_Task instructions_
Rewrite the lines below, swapping "white cloud" for "gray cloud" each time it occurs and leaving the rest unchanged.

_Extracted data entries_
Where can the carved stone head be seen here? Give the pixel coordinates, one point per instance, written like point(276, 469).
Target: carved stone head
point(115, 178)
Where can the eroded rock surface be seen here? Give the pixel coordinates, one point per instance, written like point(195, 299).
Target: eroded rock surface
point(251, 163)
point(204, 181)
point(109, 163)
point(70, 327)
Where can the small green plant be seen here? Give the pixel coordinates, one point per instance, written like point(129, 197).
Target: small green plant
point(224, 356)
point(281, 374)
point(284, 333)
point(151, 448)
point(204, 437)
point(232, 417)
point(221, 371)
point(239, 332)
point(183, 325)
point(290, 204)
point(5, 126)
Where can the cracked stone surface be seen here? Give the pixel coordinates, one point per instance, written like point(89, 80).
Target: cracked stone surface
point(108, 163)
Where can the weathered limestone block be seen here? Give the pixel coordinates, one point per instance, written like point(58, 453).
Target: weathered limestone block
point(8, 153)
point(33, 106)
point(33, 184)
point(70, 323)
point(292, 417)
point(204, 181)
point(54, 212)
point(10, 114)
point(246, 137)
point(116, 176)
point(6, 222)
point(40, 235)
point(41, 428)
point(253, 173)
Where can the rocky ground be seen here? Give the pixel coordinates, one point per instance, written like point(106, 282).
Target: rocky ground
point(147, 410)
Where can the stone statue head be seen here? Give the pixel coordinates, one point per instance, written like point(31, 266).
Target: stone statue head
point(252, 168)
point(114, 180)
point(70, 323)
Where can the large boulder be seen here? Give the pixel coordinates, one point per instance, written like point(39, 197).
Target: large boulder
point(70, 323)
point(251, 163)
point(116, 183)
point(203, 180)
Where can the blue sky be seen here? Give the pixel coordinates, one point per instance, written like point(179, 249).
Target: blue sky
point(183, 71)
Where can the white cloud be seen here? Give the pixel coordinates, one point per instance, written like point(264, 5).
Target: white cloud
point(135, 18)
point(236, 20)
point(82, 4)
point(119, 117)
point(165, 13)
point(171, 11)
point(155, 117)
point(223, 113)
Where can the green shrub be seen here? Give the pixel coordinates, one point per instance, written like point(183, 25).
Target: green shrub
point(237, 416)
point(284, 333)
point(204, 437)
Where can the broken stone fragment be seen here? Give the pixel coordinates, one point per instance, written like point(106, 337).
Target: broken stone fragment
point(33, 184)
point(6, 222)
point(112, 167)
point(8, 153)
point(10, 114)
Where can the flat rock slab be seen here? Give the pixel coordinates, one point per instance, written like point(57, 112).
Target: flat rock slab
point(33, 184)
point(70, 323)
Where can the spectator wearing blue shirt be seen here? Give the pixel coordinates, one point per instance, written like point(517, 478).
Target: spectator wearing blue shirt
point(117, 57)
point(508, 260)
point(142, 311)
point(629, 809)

_Result of the exercise_
Where can the carved stone head be seen here? Give the pixel coordinates, one point per instance, written like point(276, 469).
Target: carved stone head
point(115, 178)
Where can the eroded rock surface be seen here? Give the pixel coordinates, one point per instance, written like point(195, 299).
Target: eroded rock surface
point(251, 163)
point(204, 181)
point(109, 163)
point(70, 327)
Where can the small green plant be seen here? Give the pixel coordinates, one point per instance, written like point(129, 197).
Target: small green plant
point(224, 356)
point(281, 374)
point(284, 333)
point(151, 448)
point(204, 437)
point(232, 417)
point(221, 371)
point(239, 332)
point(183, 325)
point(290, 204)
point(5, 126)
Where can the cracked stone surface be seen here? Give the pixel coordinates, one point per instance, written like point(89, 80).
Target: cracked stone surface
point(108, 163)
Where can the weathered limestone block be seen here? Give the pixel coordinates, one point per instance, written like point(58, 453).
Target: weathered limestone block
point(8, 153)
point(33, 106)
point(33, 184)
point(70, 323)
point(292, 417)
point(204, 181)
point(54, 212)
point(10, 114)
point(246, 137)
point(116, 176)
point(6, 222)
point(40, 235)
point(41, 428)
point(253, 173)
Where can the rocky ground be seen here? Give the pixel coordinates, one point per instance, written like point(106, 282).
Target: rocky ground
point(147, 410)
Where can the stone statue head be seen here? Give the pixel coordinates, one point per instance, written like point(31, 266).
Target: stone statue head
point(252, 168)
point(114, 180)
point(70, 323)
Where can the large boulder be seen here? Give the pixel coordinates, one point per instance, written like point(39, 197).
Target: large boulder
point(70, 323)
point(251, 163)
point(116, 183)
point(203, 180)
Where can the blue sky be seen here? Give the pixel coordinates, one point per instance, written like point(179, 249).
Target: blue sky
point(183, 71)
Where can the gray cloud be seen here? Give the pixel coordinates, one point per instance, written like point(264, 5).
Target: gray cloud
point(135, 18)
point(236, 20)
point(82, 4)
point(119, 117)
point(165, 13)
point(171, 11)
point(155, 117)
point(223, 113)
Where can the green shrub be seen here? Give the pixel coordinates, one point per instance, written like point(183, 25).
Target: green shrub
point(237, 416)
point(284, 333)
point(204, 437)
Where can the broken stone fragment be seen here? Give the pixel coordinates, one point per instance, written like point(106, 337).
Target: broken stone fragment
point(33, 184)
point(6, 222)
point(112, 167)
point(8, 153)
point(10, 114)
Where can the flat rock slab be seen here? Give the pixel coordinates, one point per instance, written like point(57, 112).
Target: flat rock slab
point(33, 184)
point(70, 323)
Where can the spectator wearing blue shirt be seen here? Give the pixel coordinates, one point per instance, written like point(517, 478).
Target: spectator wearing blue shirt
point(117, 57)
point(508, 260)
point(142, 311)
point(629, 809)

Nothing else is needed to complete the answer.